-- Prompt 1 --
Answer these questions using the passage on electronic health record privacy.
(a) Which body certifies the health IT products that providers are advised to select?
(b) What must NHS staff in the UK be issued with before they can access data?
(c) Whose confidential medical records did employees access without authorization at the UCLA Medical Center?
-- Prompt 2 --
Summarize the passage on electronic health record privacy in two sentences.
-- Prompt 3 --
Update the passage on electronic health record privacy, beginning at the words "In the UK NHS" and stopping after "Commission spokesperson confirms.", with "spokesperson" replaced by "representative".

-- Document passage --

§

PRIVACY AND SECURITY
So how can we be sure that the correct procedures are implemented and patient data is secure when dealing with electronic health records? Best practice is managed in a variety of different ways. “A lack of privacy and security policies remains a chief barrier to widespread adoption,” says Mulholland. “Providers, hospitals, clinics etc are advised to select health IT products which have been certified by the Certification Commission for Healthcare Information Technology (CCHIT).”
The CCHIT standardises health IT fundamentals such as encryptions, user authentication and firewalls. In connection with this, the Health Insurance Portability and Accountability Act (HIPAA) has been extended to cover electronic health records.
In the UK NHS staff can only access data if they have been issued with a smart card and the level of access depends on their role. “Smart cards are issued only after stringent identity checks,” says a spokesperson from the Department of Health. “Access to patient information is only available to authorised care professionals who must be authenticated users and must be directly involved in the delivery of the patient’s care.”
DEALING WITH DATA EXPOSURE
Legal procedures and consequences, along with each medical worker’s personal integrity, are paramount to the secure running of an electronic record system in any industry. “The issue of record management is taken very seriously,” a UK Healthcare Commission spokesperson confirms.
“If a patient data error is exposed then a series of recommendations are made and an action plan with timescales are created. If the healthcare commission feels that the trust does not have the skills or resources to put these recommendations into place then ‘special measures’ are undertaken, the Secretary of State is involved and restructuring takes place, which usually involves bringing in new senior managers and so on.”
However, the highly publicised celebrity patient data exposure reports do nothing to help the continuing debate around electronic patient data security. The recent newspaper stories of employees’ unauthorised access to Britney Spears’ confidential medical records at the UCLA Medical Center shows that one celebrity story makes double the impact of other patient data exposure stories.

§

[Data entries]
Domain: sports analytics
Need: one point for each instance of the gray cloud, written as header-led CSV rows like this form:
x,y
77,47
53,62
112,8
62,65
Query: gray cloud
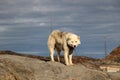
x,y
26,24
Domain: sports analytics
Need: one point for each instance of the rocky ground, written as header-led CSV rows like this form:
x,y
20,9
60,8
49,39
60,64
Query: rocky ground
x,y
14,66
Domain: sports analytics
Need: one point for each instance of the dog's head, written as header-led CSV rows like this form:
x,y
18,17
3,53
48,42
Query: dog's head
x,y
73,40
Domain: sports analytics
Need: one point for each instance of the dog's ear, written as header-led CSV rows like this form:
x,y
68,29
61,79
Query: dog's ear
x,y
68,39
79,37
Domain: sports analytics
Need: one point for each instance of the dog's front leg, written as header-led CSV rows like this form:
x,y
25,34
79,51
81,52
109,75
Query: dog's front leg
x,y
70,56
70,59
66,57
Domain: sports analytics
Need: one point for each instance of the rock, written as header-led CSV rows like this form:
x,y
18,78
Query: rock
x,y
14,67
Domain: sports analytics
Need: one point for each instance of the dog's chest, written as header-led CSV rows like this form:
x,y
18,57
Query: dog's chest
x,y
59,46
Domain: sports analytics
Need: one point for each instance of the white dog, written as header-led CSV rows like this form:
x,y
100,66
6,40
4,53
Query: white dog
x,y
65,41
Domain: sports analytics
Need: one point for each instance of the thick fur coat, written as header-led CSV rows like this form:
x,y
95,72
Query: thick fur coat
x,y
65,41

§

-- Written reply 1 --
(a) The Certification Commission for Healthcare Information Technology (CCHIT).
(b) A smart card.
(c) Britney Spears'.

-- Written reply 2 --
Providers are advised to choose health IT products certified by the CCHIT, which standardizes fundamentals such as encryption, user authentication and firewalls, and in the UK NHS staff can access data only with a smart card whose access level depends on their role. When a patient data error is exposed, recommendations and an action plan with timescales are made, though celebrity data exposure stories do nothing to help the debate around electronic patient data security.

-- Written reply 3 --
In the UK NHS staff can only access data if they have been issued with a smart card and the level of access depends on their role. “Smart cards are issued only after stringent identity checks,” says a representative from the Department of Health. “Access to patient information is only available to authorised care professionals who must be authenticated users and must be directly involved in the delivery of the patient’s care.”
DEALING WITH DATA EXPOSURE
Legal procedures and consequences, along with each medical worker’s personal integrity, are paramount to the secure running of an electronic record system in any industry. “The issue of record management is taken very seriously,” a UK Healthcare Commission representative confirms.